## Begin Provided material

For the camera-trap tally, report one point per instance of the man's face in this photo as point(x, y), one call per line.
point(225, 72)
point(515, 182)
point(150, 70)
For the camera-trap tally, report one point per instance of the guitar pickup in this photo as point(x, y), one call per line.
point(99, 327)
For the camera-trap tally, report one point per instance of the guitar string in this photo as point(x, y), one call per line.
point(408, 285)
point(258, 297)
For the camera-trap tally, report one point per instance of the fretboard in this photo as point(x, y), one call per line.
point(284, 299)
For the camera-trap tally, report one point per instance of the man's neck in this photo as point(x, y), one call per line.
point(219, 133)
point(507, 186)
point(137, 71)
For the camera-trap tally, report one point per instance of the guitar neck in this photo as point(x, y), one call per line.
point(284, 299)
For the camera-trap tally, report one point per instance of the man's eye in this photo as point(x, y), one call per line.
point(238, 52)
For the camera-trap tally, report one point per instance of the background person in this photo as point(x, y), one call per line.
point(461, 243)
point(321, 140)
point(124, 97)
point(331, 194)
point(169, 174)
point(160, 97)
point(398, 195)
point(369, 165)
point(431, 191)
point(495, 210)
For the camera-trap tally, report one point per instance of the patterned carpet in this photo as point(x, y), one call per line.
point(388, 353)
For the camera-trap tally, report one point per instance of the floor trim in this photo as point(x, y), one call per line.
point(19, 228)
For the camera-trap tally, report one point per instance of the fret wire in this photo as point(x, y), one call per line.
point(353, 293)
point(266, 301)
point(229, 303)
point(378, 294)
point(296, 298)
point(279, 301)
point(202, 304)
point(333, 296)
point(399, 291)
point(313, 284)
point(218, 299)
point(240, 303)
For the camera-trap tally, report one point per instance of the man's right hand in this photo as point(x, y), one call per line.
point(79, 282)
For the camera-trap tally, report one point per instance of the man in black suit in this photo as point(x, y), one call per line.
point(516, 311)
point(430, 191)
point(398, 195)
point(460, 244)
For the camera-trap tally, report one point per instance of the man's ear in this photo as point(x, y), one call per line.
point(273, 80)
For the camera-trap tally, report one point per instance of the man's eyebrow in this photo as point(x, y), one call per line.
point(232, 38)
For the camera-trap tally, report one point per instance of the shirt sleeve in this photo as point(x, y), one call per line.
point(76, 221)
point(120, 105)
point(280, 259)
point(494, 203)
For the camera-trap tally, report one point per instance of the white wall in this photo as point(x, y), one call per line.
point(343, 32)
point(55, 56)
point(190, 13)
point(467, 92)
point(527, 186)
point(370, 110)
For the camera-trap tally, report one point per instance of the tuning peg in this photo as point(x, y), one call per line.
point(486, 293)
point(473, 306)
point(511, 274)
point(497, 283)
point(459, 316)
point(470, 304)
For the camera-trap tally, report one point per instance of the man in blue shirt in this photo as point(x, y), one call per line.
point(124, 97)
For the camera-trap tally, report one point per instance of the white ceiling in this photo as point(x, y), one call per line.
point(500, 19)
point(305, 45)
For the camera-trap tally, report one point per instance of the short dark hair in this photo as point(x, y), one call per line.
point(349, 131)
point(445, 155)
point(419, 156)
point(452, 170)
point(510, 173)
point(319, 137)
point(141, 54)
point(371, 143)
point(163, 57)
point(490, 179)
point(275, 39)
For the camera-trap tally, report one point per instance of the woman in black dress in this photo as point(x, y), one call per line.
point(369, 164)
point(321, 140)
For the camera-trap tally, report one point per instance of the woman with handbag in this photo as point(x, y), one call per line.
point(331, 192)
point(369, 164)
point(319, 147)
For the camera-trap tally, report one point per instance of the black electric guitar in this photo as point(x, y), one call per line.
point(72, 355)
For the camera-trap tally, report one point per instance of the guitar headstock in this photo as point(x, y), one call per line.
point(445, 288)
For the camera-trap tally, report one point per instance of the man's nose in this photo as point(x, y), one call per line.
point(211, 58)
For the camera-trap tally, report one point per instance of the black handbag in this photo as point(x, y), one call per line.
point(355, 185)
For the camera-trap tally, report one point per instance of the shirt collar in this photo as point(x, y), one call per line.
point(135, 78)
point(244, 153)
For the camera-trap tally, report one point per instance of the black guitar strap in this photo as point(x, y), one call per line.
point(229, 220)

## End Provided material

__Written task__: Swap "camera-trap tally" for "inventory count" in every one of the records above and write them out again with everything else left as it is.

__Answer below__:
For the inventory count, report one point per instance of the man's face in this photo as point(x, y), one call per line.
point(225, 72)
point(515, 182)
point(150, 70)
For the inventory count, report one point per instance of the guitar pickup in this photo as point(x, y), one call per line.
point(99, 327)
For the inventory count, report one point per instance of the guitar string in this photo as point(x, y), one call per line.
point(408, 285)
point(258, 297)
For the inventory count, report one point per instance of the fretboard in this photo as point(x, y), one call per line.
point(284, 299)
For the inventory count, report one point per instance of the man's neck in this photo as point(x, y), one call per line.
point(219, 133)
point(507, 186)
point(137, 71)
For the inventory count, report one point per instance of the guitar neck in this photo as point(x, y), one call per line.
point(284, 299)
For the inventory count, report one point per instance of the man's eye in this photo as point(x, y), one call per line.
point(238, 52)
For the inventory count, report one point per instance of the background person in this photo as point(x, y), one call per line.
point(461, 243)
point(321, 140)
point(124, 97)
point(331, 194)
point(169, 174)
point(160, 97)
point(398, 195)
point(369, 165)
point(431, 191)
point(495, 210)
For the inventory count, report one point per instance of the patterned carpet in this photo as point(x, y), one call per line.
point(388, 353)
For the inventory count, report one point per instance of the floor trim in this photo as point(x, y), one call per line.
point(19, 228)
For the inventory count, report one point per instance of the fret wire in this photo as point(x, y), one call per line.
point(353, 293)
point(266, 301)
point(229, 303)
point(378, 294)
point(296, 298)
point(279, 301)
point(202, 304)
point(333, 296)
point(399, 291)
point(313, 284)
point(218, 299)
point(240, 303)
For the inventory count, report one point per instance of the man's right hand in this photo as point(x, y), one call per line.
point(79, 282)
For the inventory count, report one point per instance of the man in black suit in this photo as point(x, y), one call per line.
point(516, 311)
point(430, 191)
point(398, 195)
point(460, 244)
For the inventory count, report one point per instance of the man's ear in this photo as point(x, y), one call per line.
point(273, 80)
For the inventory count, report one point per instance of the man's eyebrow in this photo as point(x, y), one call per line.
point(232, 38)
For the inventory count, report one point per instance of the shirt sleeve in this photo as point(x, y), one call per line.
point(76, 221)
point(120, 105)
point(280, 259)
point(494, 203)
For the inventory count, report one point per instance of the white wall in this photo as point(x, y), one call per line.
point(343, 32)
point(55, 56)
point(190, 13)
point(467, 92)
point(527, 186)
point(370, 110)
For the inventory count, report one point per instance of the tuning peg in this photo as point(x, y), one call per line.
point(486, 293)
point(473, 306)
point(511, 274)
point(497, 283)
point(459, 316)
point(470, 304)
For the inventory count, report one point per instance of the man in blue shirt in this photo as point(x, y), one call per line.
point(124, 97)
For the inventory count, report one point per instance of the white ceiling in this photo as point(x, y), one call per line.
point(500, 19)
point(305, 45)
For the inventory count, report one point per instance of the short dark hair in this photo as point(x, y), one call per line.
point(349, 131)
point(445, 155)
point(419, 156)
point(452, 170)
point(510, 173)
point(319, 137)
point(141, 54)
point(371, 143)
point(163, 57)
point(490, 179)
point(275, 39)
For the inventory count, report one point per instance of the woman in black dress in this photo as point(x, y), one call per line.
point(369, 164)
point(321, 140)
For the inventory count, report one point per instance of the woman with handbag in this photo as point(x, y), one call per line.
point(331, 192)
point(369, 164)
point(319, 147)
For the inventory count, report one point per instance of the black electric guitar in this photo as point(x, y), one call per line.
point(72, 355)
For the inventory count, report one point per instance of the guitar headstock in this photo as point(x, y), one call per line.
point(445, 288)
For the inventory count, report one point per instance of the man's nose in this photo as point(x, y), one call per line.
point(211, 58)
For the inventory count, report one point per instance of the black handbag in this photo as point(x, y), one call per line.
point(355, 185)
For the inventory count, report one point per instance of the shirt collar in this photo as point(x, y), one call per line.
point(135, 78)
point(244, 153)
For the inventory count, report one point per instance of the black guitar strap in this photo as point(x, y), one call per line.
point(229, 220)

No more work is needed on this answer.